- **TASK INSTRUCTIONS**
Print the records verbatim from their start through the line containing "14L27 14L24 12ZM90", with both ends included. Leave the pictures out of your answer.

========

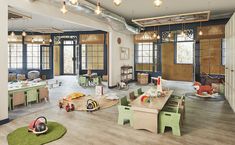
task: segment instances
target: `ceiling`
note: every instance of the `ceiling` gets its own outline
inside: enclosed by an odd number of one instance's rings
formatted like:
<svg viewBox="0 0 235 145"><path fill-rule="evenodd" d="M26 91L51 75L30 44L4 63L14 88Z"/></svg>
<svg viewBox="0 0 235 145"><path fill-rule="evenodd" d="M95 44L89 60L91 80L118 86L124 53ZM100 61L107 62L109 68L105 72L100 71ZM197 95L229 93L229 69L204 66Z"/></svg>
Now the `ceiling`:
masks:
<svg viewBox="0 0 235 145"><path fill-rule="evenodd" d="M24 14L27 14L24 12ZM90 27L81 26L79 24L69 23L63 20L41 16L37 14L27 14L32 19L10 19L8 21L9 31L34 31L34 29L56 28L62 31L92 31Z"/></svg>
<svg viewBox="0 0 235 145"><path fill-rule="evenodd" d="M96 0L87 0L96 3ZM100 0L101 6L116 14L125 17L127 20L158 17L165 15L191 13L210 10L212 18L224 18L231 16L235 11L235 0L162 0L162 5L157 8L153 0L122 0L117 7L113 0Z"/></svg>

========

- **PROBLEM SOLUTION**
task: segment instances
target: `ceiling`
note: every instance of the `ceiling` gets its own outline
inside: enclosed by an odd number of one instance's rings
formatted like:
<svg viewBox="0 0 235 145"><path fill-rule="evenodd" d="M26 91L51 75L30 44L4 63L14 88Z"/></svg>
<svg viewBox="0 0 235 145"><path fill-rule="evenodd" d="M95 44L89 60L91 80L118 86L124 53ZM100 61L107 62L109 68L105 72L100 71ZM197 95L229 93L229 69L204 66Z"/></svg>
Now the `ceiling`:
masks:
<svg viewBox="0 0 235 145"><path fill-rule="evenodd" d="M24 14L27 14L24 12ZM90 27L81 26L79 24L69 23L63 20L41 16L37 14L27 14L32 19L10 19L8 21L9 31L34 31L34 29L56 28L62 31L92 31Z"/></svg>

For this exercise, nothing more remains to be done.